MATERIAL SUPPLIED:
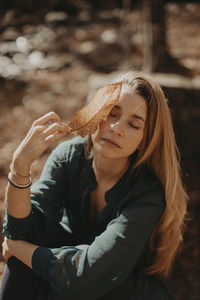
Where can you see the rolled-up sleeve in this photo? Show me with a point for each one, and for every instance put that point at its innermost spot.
(108, 261)
(42, 226)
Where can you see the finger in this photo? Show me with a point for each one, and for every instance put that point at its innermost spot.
(44, 119)
(54, 137)
(56, 127)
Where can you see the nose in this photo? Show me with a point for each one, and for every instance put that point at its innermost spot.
(117, 128)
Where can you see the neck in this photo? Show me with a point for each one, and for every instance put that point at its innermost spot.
(107, 170)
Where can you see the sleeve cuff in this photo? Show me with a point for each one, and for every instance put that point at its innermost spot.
(40, 261)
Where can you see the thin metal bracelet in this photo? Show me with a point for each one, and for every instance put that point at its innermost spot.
(18, 175)
(19, 186)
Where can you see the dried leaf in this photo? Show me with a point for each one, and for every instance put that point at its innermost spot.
(86, 120)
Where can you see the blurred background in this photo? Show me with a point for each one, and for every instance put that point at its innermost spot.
(55, 53)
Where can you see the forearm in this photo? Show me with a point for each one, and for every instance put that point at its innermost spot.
(22, 250)
(17, 201)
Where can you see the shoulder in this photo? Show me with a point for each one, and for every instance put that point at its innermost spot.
(71, 148)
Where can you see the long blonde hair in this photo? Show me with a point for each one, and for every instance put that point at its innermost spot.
(159, 151)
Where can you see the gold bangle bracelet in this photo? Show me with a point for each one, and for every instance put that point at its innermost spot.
(19, 186)
(18, 175)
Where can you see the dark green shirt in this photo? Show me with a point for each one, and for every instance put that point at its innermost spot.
(111, 262)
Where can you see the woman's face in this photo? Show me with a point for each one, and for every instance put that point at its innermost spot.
(120, 134)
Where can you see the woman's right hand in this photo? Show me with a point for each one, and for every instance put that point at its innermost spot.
(42, 133)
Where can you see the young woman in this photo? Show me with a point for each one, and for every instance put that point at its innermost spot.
(105, 219)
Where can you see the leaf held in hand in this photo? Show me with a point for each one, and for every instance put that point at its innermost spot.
(86, 120)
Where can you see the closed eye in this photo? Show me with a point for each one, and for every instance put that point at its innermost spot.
(134, 126)
(112, 115)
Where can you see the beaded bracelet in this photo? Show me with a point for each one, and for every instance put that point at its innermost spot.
(19, 186)
(18, 175)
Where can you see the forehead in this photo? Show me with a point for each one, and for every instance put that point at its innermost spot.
(131, 102)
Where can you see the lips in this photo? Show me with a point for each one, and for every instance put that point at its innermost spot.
(110, 141)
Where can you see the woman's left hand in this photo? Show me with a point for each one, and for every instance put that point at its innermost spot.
(6, 249)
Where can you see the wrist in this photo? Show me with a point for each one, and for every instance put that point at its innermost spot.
(21, 167)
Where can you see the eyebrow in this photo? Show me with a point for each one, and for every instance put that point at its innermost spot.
(134, 115)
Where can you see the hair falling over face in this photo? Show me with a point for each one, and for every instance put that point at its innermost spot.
(159, 145)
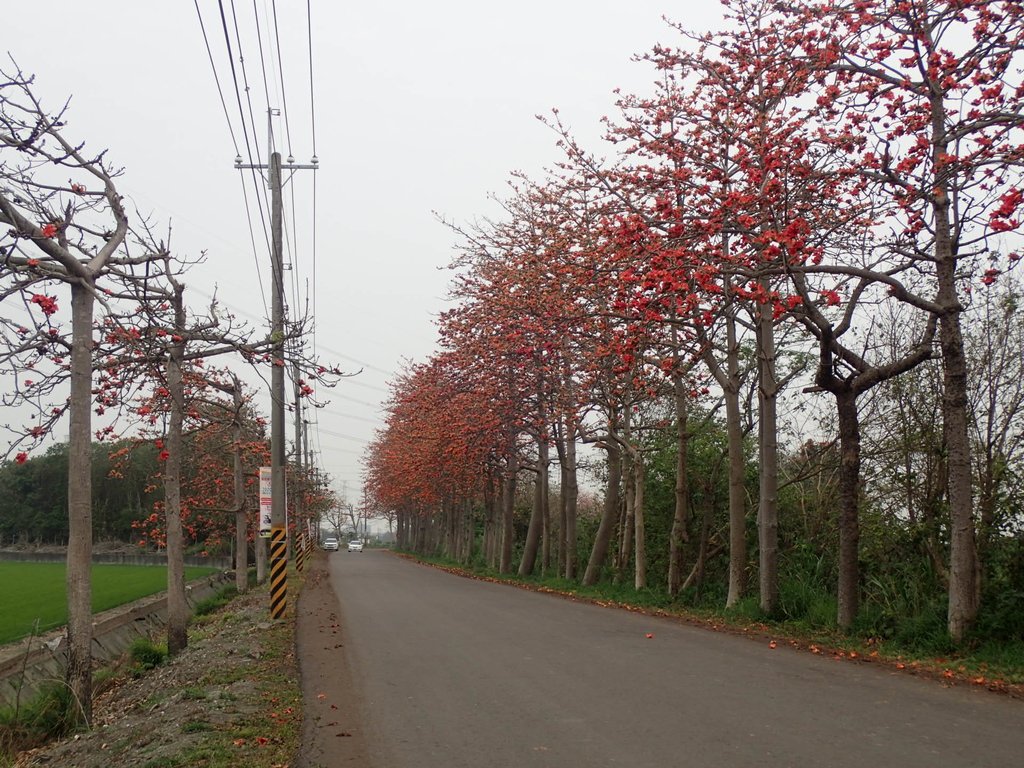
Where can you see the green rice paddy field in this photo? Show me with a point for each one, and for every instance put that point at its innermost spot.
(31, 591)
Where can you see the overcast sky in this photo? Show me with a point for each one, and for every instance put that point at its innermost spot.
(420, 108)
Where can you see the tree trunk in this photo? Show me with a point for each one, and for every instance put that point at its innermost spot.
(849, 502)
(177, 606)
(570, 495)
(626, 522)
(609, 515)
(737, 489)
(640, 541)
(532, 542)
(489, 522)
(241, 527)
(508, 515)
(544, 501)
(79, 577)
(679, 535)
(768, 450)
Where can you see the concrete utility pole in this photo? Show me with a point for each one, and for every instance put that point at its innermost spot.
(279, 530)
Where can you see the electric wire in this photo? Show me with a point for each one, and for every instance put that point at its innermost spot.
(281, 72)
(216, 79)
(245, 131)
(312, 130)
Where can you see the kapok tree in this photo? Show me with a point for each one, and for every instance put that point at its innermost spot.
(65, 225)
(934, 87)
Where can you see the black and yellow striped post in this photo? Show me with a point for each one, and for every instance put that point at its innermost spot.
(279, 571)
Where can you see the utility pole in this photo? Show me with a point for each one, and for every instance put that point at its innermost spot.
(279, 529)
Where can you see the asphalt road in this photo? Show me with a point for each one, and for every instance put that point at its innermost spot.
(453, 672)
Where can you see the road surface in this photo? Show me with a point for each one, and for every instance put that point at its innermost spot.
(452, 672)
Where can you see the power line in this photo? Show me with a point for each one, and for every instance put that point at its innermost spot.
(281, 71)
(216, 78)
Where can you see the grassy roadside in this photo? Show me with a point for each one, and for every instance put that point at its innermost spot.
(32, 593)
(998, 669)
(232, 697)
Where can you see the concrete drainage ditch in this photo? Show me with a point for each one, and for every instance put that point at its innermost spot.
(30, 664)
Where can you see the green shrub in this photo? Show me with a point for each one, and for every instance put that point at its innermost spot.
(51, 714)
(145, 654)
(215, 602)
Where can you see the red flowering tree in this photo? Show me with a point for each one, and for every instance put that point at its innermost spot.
(64, 225)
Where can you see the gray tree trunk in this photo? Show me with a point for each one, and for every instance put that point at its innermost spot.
(177, 606)
(508, 515)
(79, 577)
(768, 451)
(609, 515)
(639, 536)
(679, 535)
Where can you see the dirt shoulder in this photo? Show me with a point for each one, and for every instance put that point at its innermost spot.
(333, 732)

YOUR INSTRUCTIONS:
For each entry, repeat its text exactly and leave out any picture it holds.

WORKED SOLUTION:
Where can you see the rolled-up sleeve in this photo? Show me with a point for each one, and for every instance put that point at its innermost spot.
(108, 261)
(42, 226)
Where can you see the finger in this photo? Show me with a point for each one, and for every instance put that point at its innermost spot.
(44, 119)
(54, 137)
(56, 127)
Where can you see the nose in this photo? Show me with a point for each one, and for every instance put that point at its innermost spot.
(117, 128)
Where can you see the neck in this photo? Show me with a point for each one, and for every instance put that point at its innermost spot.
(107, 170)
Where can you see the sleeve cuff in this photo? Show me with a point for each one, and for every instance put that point at its innermost spot.
(40, 261)
Where can you see the thin metal bracelet in this photo? Show me with a point for each one, and for every instance put that point at its innermost spot.
(18, 175)
(19, 186)
Where can you see the dried leaf in this photo? Show me with a point for each one, and for every instance put that point at its innermost spot.
(86, 120)
Where can you see the blurred background in this photo? Show me with a point for each one, and for every instance put that point at its innermost spot.
(55, 53)
Where can you see the forearm in this photo? Show me with a point for each one, and for every instance put that point at its innermost spot.
(22, 250)
(17, 201)
Where can you see the shoulder in this photo? Show me with a point for each one, and for every instance put that point at its innermost spot.
(71, 148)
Where can you see the long blonde hair in this photo? Show me with a point for each one, and for every instance put that point at its innermost spot.
(159, 151)
Where can you see the gold bangle bracelet in this photo? Show me with a point for each one, and for every instance put that point at its innermost spot.
(19, 186)
(18, 175)
Where can you see the dark green shirt in this photo? Show me with a point for each one, and for every instance put that point at its innermost spot.
(111, 262)
Where can you see the woman's face in this photo? Show me with a point for each one, and for every instance put that point at its innermost spot.
(120, 134)
Where can you see the woman's right hand in this photo? Show me with a point for each one, and for every instance put that point at its innermost spot.
(42, 133)
Where can you see the young woman in this photo? Show me with a point for each one, and for every instance put that point at its innermost spot.
(105, 219)
Where can you see the leaf held in hand in this photo? Show me with a point for each one, and for every instance put that point at its innermost spot.
(86, 120)
Where can you see the closed eye in this photo? Show me with a point for each one, and for every instance put that point at its innermost spot.
(134, 126)
(112, 115)
Where can you see the beaded bracelet in this photo? Show me with a point for each one, and for every instance put that point at its innermost spot.
(19, 186)
(18, 175)
Where can you see the forehead in this photo? Show me with a point for each one, and for every instance put that point at its innermost spot.
(131, 102)
Where can you see the lips in this photo? Show me with a point for each one, and for every instance put that point at its innermost spot.
(110, 141)
Where can you see the woman's left hand in this photo? Show me with a point for each one, and for every instance put that point at its innermost spot.
(6, 249)
Where can you see the wrist in this photo? Show me with a point for each one, and for every instance put that point at its innermost spot.
(21, 167)
Where can you see the eyebrow in this photo? Show me with a point for each one, and for every instance put that point at its innermost spot.
(134, 115)
Where can you see the hair falling over face in this photo? Show me with a point for each one, and for every instance put that point at its innermost spot.
(159, 145)
Where can you see the green rice paddy field in this photo? Show me with a point for each one, and for every instance put that point at its innermost spot.
(31, 591)
Where can you see the overcast sky in this photo? Show me with a point for each one, and for every instance put that point at its innermost spot.
(420, 108)
Where can you see the tree trunk in this photo? Show me with a point for each one, and for every instance put that point at its innermost spot.
(849, 502)
(177, 606)
(570, 495)
(626, 522)
(609, 515)
(737, 489)
(640, 541)
(532, 542)
(489, 522)
(241, 527)
(508, 515)
(544, 501)
(79, 577)
(679, 535)
(768, 450)
Where can you see the concrete utility pole in this photo? Show me with a point for each one, and for every instance put that point at its innermost spot.
(279, 530)
Where can you see the electric wire in this photo? Show me with a point for each one, and for every instance put that point at its innermost spot.
(281, 72)
(216, 79)
(245, 131)
(312, 130)
Where can you see the kapok tree in this photo? Show me with a point for each one, and for every instance put that point at its innermost spot.
(65, 225)
(934, 87)
Where can you see the black and yellow striped post in this photo? Show me with a point for each one, and for every instance put that point at its innermost spot.
(279, 571)
Where can you see the utility pole in this photo? Show me with a point for each one, and for every instance put that point at its innermost spot.
(279, 529)
Where can you see the asphalt road in this photo? Show me with a point for each one, and for every instance put that point at its innermost spot.
(453, 672)
Where can you see the road surface in this photo? Show me with a point for each one, and for every instance put that point at its innermost spot.
(452, 672)
Where can you see the power line in this photo? Show me with a point for each one, and for every instance put that point at its innermost spot.
(281, 71)
(216, 78)
Where can you see the grassy roadside in this photo? Show me with a point for each one, and for every instance put that point at its innermost spot.
(32, 593)
(998, 669)
(232, 697)
Where can you see the concrete drainage ditch in this photo? Show me with a point for each one, and for every instance put that point at its innermost spot.
(30, 664)
Where can you see the green shrub in this photo? Show me with a point for each one, and for every instance put that point at its innermost spot.
(51, 714)
(145, 654)
(215, 602)
Where can you see the red flowering tree in this photo? Show me with a point for each one, and for every instance put that point at its innermost spot.
(64, 225)
Where can you see the gray tree trunk in this photo? Show me with a point for each one, and for every instance put that point at its innermost spot.
(177, 606)
(508, 515)
(79, 577)
(768, 451)
(609, 515)
(639, 536)
(679, 535)
Where can you see the dirt shoulder in this photo? Show me with a point for each one, and for every instance put that point at its innermost spot.
(333, 732)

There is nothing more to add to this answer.